- **RECORDS FOR THIS EXERCISE**:
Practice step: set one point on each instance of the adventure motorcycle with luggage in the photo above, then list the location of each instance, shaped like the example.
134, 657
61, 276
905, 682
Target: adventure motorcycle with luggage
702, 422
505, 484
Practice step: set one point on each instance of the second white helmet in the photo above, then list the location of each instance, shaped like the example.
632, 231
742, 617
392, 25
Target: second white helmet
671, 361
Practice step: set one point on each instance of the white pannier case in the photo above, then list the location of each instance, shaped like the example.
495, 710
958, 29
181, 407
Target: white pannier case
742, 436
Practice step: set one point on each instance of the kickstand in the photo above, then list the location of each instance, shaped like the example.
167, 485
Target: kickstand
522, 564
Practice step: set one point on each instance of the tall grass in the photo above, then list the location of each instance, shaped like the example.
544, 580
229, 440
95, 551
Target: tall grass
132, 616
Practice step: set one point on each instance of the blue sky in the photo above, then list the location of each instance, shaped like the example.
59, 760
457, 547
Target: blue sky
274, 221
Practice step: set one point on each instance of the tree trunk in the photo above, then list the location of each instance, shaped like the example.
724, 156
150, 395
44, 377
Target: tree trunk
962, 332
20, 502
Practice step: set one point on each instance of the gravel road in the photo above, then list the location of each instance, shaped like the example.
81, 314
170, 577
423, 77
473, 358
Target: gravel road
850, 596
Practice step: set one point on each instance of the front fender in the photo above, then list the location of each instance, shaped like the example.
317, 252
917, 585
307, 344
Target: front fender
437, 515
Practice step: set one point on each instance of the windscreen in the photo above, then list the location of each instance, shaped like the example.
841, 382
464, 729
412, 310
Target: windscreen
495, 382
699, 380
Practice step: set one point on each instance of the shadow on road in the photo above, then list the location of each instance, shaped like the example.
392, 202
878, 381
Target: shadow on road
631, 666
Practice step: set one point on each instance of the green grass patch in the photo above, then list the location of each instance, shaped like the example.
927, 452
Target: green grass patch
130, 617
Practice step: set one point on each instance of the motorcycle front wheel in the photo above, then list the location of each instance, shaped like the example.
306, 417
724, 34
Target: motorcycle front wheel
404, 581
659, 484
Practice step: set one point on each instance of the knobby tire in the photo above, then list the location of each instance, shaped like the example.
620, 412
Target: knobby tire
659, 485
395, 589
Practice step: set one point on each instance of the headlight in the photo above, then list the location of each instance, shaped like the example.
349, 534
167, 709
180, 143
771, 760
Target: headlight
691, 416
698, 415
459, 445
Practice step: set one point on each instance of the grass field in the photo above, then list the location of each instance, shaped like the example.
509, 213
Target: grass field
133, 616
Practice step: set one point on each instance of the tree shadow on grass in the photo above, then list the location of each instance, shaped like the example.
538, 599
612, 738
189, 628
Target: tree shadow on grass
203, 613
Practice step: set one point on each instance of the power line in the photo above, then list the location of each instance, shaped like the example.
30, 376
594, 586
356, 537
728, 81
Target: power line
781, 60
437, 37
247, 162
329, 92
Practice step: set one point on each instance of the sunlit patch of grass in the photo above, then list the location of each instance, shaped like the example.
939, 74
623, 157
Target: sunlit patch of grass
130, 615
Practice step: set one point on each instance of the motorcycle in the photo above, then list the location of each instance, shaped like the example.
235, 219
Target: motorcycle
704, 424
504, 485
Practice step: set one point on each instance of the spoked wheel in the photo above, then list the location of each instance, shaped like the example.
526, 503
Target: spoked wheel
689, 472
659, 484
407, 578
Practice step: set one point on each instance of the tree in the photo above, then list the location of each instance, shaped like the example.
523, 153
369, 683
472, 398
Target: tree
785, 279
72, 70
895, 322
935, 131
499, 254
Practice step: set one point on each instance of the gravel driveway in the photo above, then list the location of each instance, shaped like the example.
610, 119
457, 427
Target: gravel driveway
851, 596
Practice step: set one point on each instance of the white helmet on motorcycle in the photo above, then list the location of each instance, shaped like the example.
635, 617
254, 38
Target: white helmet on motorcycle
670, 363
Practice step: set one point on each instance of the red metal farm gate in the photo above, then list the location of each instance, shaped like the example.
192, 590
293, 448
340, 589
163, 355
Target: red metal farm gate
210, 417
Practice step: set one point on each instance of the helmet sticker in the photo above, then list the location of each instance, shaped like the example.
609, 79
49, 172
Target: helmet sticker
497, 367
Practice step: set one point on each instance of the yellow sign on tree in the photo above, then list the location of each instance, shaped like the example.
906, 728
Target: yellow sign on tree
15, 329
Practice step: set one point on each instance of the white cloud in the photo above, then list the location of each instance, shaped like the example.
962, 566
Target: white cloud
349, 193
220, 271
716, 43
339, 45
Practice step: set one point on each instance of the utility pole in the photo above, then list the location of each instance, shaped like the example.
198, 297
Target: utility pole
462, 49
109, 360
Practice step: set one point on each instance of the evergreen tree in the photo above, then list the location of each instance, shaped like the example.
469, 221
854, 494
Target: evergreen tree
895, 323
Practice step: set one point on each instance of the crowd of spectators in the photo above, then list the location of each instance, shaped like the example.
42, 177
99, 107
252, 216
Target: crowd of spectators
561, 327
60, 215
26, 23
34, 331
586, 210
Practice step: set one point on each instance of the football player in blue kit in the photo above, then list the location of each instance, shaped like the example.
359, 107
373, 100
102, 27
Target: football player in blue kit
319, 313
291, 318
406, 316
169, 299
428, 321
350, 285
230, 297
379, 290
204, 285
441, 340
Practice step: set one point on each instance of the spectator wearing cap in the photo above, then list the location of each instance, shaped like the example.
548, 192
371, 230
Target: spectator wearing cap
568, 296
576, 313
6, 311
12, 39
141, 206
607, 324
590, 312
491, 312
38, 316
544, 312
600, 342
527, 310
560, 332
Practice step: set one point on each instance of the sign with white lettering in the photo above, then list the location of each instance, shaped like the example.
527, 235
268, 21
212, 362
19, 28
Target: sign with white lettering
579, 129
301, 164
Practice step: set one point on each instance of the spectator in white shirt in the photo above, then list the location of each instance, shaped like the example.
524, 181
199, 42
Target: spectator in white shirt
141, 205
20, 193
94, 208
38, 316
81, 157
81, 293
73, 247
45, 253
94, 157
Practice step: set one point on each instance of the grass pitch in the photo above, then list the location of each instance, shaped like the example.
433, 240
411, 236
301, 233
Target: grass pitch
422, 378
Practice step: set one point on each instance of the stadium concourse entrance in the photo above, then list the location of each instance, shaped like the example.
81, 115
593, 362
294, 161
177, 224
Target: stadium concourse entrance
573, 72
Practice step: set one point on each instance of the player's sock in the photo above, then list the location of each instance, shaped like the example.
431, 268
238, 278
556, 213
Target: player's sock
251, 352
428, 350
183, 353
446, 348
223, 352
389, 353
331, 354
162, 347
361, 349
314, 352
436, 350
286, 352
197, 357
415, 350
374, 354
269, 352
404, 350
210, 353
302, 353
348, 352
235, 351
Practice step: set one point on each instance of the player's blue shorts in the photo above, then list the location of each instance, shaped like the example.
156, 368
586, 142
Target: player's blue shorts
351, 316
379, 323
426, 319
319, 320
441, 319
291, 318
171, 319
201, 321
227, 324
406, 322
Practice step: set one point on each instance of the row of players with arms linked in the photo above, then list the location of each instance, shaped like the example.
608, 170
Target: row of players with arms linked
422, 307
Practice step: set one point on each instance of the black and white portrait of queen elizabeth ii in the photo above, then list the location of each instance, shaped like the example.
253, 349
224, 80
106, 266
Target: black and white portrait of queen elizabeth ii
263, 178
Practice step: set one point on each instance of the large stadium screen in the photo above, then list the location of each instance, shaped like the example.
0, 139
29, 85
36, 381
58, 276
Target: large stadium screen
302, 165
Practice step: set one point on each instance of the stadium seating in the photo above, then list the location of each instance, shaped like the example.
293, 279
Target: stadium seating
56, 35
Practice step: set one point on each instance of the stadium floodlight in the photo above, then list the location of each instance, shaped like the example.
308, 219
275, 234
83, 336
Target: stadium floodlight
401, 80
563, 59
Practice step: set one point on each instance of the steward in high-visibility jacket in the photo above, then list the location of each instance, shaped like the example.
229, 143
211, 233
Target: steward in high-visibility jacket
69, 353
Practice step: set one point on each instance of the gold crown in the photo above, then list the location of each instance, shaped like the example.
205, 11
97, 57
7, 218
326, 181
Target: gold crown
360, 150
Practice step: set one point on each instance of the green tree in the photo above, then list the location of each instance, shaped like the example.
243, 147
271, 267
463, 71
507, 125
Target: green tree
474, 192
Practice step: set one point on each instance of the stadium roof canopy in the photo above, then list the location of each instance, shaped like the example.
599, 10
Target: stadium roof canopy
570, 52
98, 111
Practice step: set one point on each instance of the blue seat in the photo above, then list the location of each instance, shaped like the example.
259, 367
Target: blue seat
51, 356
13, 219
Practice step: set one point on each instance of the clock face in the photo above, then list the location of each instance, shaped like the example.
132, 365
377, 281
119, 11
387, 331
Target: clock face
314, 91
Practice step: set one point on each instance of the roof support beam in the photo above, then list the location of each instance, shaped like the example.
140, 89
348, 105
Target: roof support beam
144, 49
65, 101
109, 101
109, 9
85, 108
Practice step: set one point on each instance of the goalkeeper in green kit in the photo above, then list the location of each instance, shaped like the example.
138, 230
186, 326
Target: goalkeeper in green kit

- **WHAT TO DO**:
All lines from the one that contains "the stadium seating" through the end of the material are to be quoted exactly, with both ends included.

- **FINISHED EXERCISE**:
Practice step: set one point on each instance of the stadium seating in the photo above, then list the location of each instance, shaped like the example.
293, 279
Target: stadium seating
56, 35
Practice step: set one point on each instance of the stadium floodlight in the photo above, then list the location of each instance, shaped like the example.
308, 219
275, 234
83, 336
Target: stadium floodlight
401, 80
563, 59
Practice step: set one point on each instance of the steward in high-visibility jacket in the photo above, then list the location of each instance, shaped like the example.
229, 143
211, 233
Target: steward in high-visibility jacket
69, 353
Practice step: set one point on each instance of the gold crown in the photo above, then list the location of each instance, shaped like the example.
205, 11
97, 57
7, 218
326, 181
Target: gold crown
360, 150
Practice step: set one point on each instance of the green tree in the photo above, then list the location of each instance, shaped like the example.
243, 147
271, 267
463, 71
507, 125
Target: green tree
474, 192
Practice step: set one point on each instance of the stadium roof canopy in the photo above, then list the location of each instance, shaped like the example.
599, 10
Target: stadium roof canopy
570, 52
98, 111
Practice step: set one point on each instance of the blue seat in the photo above, then list the location of each instance, shaped like the example.
259, 367
Target: blue seat
51, 356
13, 219
Practice step: set one point on each instance of the clock face in the photo above, then list the location of each instance, shaped like the example.
132, 365
377, 281
119, 11
387, 331
Target: clock face
314, 91
Practice step: set one point on each instance of the roof support beam in the photo above, then list the location of each instance, shaped like the example.
140, 89
348, 105
Target: roof support beam
144, 49
65, 101
109, 101
109, 9
85, 108
Practice step: set one point on each instance of the goalkeeper in green kit in the photo above, then list the location of each instance, shaped like the example.
138, 230
186, 326
Target: goalkeeper in green kit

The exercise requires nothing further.